* **What you need to do**:
Return every line of the records that includes the string "below".

* **Data for the task**:
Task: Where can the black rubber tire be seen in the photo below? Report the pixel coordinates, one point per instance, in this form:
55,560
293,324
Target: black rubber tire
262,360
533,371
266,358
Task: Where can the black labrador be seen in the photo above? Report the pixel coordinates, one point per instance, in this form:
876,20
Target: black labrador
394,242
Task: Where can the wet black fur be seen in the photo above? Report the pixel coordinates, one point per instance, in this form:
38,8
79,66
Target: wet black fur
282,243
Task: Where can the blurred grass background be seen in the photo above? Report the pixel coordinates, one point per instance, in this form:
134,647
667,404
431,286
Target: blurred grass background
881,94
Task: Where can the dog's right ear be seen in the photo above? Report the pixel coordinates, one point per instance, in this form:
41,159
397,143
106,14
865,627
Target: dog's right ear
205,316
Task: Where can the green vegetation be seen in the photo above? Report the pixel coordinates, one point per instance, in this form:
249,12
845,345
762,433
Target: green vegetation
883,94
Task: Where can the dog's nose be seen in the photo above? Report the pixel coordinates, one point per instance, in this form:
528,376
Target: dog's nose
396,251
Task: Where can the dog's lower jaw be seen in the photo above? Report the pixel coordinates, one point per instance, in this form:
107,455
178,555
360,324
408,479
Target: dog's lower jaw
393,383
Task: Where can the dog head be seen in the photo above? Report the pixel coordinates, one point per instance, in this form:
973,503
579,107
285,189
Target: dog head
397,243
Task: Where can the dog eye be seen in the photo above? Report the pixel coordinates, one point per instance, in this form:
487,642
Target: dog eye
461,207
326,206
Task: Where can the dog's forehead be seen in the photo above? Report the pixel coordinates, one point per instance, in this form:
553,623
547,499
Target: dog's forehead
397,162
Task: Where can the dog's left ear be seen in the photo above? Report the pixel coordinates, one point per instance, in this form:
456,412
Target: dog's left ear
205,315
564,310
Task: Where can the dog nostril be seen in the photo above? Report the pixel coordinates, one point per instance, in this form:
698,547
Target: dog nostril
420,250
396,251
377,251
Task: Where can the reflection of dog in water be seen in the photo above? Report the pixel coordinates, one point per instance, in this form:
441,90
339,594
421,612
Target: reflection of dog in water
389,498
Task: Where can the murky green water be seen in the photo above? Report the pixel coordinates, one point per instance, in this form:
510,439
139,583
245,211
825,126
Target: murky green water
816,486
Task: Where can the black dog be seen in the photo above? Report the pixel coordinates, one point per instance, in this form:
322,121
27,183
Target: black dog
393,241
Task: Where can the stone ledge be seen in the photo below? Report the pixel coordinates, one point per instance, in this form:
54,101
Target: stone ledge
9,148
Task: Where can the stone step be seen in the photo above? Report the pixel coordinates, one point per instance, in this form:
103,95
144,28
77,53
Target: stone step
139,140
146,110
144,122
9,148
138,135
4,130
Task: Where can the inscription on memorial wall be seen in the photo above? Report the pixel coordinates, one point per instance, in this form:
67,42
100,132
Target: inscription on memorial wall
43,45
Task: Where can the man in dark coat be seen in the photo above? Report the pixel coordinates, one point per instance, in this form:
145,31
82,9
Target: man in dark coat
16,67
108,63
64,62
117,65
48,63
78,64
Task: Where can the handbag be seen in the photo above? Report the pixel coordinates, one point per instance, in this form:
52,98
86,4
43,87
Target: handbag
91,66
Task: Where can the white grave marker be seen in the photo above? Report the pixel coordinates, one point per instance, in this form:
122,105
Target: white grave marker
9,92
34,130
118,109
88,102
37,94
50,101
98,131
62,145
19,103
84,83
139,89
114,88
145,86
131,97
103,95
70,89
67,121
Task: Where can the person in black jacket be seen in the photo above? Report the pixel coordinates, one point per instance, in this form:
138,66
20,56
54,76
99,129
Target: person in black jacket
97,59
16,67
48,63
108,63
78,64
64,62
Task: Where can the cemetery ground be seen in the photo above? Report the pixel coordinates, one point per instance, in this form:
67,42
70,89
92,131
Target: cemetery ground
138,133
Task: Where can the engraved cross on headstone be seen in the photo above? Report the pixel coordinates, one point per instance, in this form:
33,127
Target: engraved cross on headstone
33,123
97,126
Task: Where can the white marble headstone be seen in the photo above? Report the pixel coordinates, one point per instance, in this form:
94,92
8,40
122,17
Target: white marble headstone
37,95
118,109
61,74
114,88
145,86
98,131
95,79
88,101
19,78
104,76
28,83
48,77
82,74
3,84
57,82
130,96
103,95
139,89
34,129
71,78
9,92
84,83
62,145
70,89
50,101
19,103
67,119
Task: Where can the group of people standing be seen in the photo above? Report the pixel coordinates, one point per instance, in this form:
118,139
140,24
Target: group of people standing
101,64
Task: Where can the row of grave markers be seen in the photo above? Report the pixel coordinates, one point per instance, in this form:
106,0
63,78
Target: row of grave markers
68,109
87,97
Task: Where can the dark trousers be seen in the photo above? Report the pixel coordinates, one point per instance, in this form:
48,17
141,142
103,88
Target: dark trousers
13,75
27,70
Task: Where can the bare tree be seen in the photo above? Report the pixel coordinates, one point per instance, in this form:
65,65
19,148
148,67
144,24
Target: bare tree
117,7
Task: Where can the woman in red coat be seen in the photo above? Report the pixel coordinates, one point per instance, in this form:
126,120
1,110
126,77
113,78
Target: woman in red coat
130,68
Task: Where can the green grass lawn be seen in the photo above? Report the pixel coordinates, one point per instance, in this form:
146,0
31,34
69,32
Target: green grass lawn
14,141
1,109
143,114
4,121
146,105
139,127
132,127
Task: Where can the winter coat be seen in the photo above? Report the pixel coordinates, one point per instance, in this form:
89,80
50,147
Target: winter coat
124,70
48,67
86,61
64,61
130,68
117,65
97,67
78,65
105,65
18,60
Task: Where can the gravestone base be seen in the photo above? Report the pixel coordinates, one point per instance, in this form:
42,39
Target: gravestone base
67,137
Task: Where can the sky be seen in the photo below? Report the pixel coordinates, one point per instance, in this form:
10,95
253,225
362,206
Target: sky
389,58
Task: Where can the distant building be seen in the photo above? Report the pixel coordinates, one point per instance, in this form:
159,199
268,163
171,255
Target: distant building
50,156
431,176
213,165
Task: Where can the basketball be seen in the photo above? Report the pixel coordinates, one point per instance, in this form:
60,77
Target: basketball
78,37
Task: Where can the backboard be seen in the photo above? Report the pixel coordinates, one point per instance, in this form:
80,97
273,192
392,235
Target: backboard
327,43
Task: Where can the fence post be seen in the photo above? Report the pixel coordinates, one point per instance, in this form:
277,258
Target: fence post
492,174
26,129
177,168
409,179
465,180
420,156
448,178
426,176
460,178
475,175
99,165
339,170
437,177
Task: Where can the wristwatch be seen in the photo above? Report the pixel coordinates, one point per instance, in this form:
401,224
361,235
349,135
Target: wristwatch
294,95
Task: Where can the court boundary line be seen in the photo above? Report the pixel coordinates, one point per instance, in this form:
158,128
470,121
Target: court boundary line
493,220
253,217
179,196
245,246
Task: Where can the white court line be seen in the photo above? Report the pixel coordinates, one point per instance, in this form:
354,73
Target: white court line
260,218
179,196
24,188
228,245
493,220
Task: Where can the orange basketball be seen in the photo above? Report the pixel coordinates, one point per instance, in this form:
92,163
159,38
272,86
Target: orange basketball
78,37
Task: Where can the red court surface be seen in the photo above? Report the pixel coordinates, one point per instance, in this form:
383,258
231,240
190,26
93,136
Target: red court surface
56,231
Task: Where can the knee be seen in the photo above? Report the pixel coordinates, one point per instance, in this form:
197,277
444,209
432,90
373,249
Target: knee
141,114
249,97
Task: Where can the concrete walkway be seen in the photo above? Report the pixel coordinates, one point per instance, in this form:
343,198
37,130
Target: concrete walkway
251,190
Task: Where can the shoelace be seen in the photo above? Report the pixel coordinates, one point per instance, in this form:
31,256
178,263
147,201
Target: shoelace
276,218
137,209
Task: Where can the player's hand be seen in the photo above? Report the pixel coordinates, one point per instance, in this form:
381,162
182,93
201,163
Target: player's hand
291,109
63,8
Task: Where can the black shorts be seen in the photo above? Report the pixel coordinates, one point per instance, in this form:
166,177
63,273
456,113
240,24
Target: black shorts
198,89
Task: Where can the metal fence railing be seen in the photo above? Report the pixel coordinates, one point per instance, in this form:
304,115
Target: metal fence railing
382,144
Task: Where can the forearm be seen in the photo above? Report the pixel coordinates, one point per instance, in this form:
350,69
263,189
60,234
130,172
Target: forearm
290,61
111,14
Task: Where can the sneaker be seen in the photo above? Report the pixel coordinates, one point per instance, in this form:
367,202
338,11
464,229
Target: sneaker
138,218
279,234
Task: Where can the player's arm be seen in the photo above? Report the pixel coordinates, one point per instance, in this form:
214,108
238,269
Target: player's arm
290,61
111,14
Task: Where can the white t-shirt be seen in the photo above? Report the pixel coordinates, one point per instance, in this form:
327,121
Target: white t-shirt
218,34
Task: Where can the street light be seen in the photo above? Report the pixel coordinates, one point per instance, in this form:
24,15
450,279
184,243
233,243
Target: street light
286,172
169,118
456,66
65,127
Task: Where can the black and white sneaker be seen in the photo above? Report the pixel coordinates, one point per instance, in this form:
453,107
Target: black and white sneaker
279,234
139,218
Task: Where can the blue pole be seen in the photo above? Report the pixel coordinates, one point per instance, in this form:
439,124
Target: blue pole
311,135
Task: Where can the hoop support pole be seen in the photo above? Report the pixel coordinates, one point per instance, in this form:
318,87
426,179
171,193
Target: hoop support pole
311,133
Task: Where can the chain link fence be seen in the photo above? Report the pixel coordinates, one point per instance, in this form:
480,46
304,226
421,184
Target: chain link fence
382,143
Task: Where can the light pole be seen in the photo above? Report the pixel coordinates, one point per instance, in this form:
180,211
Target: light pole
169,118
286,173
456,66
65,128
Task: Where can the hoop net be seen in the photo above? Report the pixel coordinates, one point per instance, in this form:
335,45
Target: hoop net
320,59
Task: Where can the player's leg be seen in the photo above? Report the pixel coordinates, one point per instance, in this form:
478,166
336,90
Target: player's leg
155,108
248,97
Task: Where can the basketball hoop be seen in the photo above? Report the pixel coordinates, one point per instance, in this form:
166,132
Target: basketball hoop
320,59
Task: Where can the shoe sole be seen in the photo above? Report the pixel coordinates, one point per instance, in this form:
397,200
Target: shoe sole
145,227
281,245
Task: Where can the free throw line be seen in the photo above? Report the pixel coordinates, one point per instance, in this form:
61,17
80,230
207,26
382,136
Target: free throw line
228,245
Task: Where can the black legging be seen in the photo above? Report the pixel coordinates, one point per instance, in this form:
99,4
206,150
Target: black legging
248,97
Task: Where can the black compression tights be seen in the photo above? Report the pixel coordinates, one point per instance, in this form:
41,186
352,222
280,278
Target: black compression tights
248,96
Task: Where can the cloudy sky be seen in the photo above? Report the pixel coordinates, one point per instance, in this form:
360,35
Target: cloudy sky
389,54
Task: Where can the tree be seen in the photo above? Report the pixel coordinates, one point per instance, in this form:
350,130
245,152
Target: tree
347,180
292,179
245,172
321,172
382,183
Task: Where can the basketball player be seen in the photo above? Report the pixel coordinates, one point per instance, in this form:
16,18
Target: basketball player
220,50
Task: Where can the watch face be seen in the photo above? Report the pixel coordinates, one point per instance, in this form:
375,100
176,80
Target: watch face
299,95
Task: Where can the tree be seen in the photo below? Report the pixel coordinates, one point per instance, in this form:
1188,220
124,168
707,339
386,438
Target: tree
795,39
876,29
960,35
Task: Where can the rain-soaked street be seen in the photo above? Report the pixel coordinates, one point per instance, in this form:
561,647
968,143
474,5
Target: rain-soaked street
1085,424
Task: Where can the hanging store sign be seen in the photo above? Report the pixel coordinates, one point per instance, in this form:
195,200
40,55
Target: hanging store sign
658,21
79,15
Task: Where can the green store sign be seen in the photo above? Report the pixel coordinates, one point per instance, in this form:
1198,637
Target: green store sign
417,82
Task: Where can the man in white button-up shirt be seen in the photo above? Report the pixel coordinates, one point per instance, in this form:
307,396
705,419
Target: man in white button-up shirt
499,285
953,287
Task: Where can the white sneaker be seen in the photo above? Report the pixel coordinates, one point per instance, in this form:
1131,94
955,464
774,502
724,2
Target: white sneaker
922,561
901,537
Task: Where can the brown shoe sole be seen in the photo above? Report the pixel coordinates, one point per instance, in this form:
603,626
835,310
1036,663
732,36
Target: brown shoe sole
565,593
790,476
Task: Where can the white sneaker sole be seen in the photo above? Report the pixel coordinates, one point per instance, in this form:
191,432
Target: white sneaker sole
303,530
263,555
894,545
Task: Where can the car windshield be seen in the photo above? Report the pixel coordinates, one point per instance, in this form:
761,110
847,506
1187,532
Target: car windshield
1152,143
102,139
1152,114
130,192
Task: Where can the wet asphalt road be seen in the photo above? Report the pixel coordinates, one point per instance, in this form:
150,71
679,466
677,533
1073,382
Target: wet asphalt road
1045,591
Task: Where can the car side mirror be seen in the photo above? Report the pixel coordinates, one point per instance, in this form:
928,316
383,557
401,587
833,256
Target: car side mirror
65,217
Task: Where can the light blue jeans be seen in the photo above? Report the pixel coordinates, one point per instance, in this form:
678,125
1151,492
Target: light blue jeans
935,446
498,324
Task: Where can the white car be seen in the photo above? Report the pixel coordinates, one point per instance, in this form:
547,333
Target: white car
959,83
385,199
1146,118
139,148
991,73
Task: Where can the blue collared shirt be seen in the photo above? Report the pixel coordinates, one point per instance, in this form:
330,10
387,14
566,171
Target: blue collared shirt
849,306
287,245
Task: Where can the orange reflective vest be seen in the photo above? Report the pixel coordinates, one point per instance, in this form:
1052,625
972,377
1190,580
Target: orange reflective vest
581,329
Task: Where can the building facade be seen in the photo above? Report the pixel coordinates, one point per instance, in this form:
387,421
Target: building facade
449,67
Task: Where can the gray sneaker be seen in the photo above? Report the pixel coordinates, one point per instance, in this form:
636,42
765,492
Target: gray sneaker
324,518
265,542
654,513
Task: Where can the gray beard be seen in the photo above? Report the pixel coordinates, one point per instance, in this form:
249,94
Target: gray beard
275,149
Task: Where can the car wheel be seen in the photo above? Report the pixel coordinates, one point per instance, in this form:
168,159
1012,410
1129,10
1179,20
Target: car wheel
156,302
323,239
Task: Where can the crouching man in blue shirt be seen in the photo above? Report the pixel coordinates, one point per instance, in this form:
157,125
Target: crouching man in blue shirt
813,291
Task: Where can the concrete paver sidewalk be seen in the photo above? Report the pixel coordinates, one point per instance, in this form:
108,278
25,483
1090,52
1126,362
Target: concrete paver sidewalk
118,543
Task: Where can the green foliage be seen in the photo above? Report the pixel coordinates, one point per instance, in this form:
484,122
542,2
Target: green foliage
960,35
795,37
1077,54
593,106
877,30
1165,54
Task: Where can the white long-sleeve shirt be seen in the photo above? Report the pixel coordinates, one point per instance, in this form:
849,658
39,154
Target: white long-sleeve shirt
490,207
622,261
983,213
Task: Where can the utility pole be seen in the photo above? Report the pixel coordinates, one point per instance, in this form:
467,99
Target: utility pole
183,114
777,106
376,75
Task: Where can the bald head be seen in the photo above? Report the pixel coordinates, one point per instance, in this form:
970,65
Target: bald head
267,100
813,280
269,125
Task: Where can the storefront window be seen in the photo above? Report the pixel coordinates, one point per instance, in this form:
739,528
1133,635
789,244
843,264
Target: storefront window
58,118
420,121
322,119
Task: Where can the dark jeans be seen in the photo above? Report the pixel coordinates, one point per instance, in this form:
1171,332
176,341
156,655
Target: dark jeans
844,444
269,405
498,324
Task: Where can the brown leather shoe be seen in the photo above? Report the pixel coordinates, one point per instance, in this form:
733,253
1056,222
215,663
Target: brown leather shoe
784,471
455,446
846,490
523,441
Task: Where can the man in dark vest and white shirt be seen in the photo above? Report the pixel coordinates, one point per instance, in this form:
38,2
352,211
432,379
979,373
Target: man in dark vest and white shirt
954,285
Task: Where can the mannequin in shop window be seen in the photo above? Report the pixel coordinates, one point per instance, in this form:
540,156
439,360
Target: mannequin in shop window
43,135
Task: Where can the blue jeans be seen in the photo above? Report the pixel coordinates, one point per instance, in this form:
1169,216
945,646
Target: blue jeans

* **Response to this task**:
Task: Where can the black rubber tire be seen in the photo below? Report the pixel coordinates, one point per instance, in this form:
Task: Where can the stone ledge be seen in the photo below? Report the pixel coordinates, one point per instance, in this form:
Task: Where can the sky be seen in the photo below? Report the pixel coordinates, one point per instance, in this form:
Task: Where can the tree be seen in the photo below? Report the pixel coordinates, one point per instance, in this form:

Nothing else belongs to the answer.